Required work> Reproduce the following data verbatim, preserving every line in its original order.

· · ·

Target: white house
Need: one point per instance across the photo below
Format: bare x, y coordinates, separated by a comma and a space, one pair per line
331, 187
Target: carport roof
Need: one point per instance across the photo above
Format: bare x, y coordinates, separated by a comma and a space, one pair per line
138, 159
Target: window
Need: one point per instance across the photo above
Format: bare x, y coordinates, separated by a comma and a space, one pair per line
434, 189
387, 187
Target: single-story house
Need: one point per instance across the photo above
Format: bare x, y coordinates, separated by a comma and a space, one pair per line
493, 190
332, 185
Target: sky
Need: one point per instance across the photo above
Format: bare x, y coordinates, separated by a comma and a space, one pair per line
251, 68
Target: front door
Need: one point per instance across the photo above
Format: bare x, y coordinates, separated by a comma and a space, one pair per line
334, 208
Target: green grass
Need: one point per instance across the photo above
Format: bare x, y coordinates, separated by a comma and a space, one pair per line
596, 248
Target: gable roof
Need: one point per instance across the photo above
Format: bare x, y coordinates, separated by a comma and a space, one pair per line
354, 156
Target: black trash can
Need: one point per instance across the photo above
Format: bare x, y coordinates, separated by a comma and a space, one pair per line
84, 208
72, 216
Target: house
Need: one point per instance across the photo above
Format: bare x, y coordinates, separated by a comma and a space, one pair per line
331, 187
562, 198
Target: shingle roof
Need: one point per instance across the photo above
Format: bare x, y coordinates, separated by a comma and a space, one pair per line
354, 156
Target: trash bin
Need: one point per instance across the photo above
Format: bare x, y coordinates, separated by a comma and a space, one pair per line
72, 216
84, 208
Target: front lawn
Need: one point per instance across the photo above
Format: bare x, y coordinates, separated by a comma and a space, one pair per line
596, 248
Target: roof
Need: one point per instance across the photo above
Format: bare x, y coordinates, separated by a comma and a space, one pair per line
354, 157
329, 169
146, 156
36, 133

· · ·

Exercise response>
Target: white house
Need: one point per instance across the photo below
Format: bare x, y coordinates, separated by a comma and a space, one pair per line
331, 187
Target: carport roof
Need: one point per instance across the photo above
Format: bare x, y coordinates, separated by a comma and a space, one pair per line
138, 159
Target: window
Need: one point per instance across the photo above
Format: bare x, y coordinates, separated by a comma and a space, one pair per line
434, 189
387, 187
Target: single-story house
Need: one point per instance across the photo above
Format: bare x, y coordinates, separated by a comma and a space, one pair per line
493, 190
332, 185
Target: sky
Need: one point per instance across the photo above
Format: bare x, y coordinates, separated by a comma and a space, one pair per line
251, 68
Target: front door
Need: one point per instance across the photo above
Format: bare x, y coordinates, separated by a comma and a space, one pair per line
334, 208
Target: green grass
Need: one point per instance across the photo above
Format: bare x, y coordinates, separated by a comma and a space, one pair per line
596, 248
Target: gable roof
Need: one point per instance across the photo above
Format: bare x, y coordinates, separated by a comma and a space, one pair per line
354, 156
Target: black trash can
Need: one point per instance across the photo above
Format: bare x, y coordinates, separated by a comma and a space, one pair per line
84, 208
72, 216
Target: house
Need: one point per instance across the photo above
Format: bare x, y coordinates, separated by a comma and a space, one pair per line
331, 187
562, 198
Target: shingle roof
Need: one point per instance across the photo above
Format: bare x, y coordinates, separated by a comma and a space, one pair per line
354, 156
Target: trash bin
Need: one point per instance across the photo above
Format: bare x, y coordinates, separated by a comma and a space, one pair per line
72, 216
84, 208
Target: front lawn
Need: one point per instance across the photo above
Format: bare x, y coordinates, separated by a comma and a space, one pair per line
596, 248
Target: roof
Need: one point per instance across the photo above
Format: bare x, y coordinates, separated by a comma and a space, one pair per line
354, 157
329, 169
146, 156
36, 133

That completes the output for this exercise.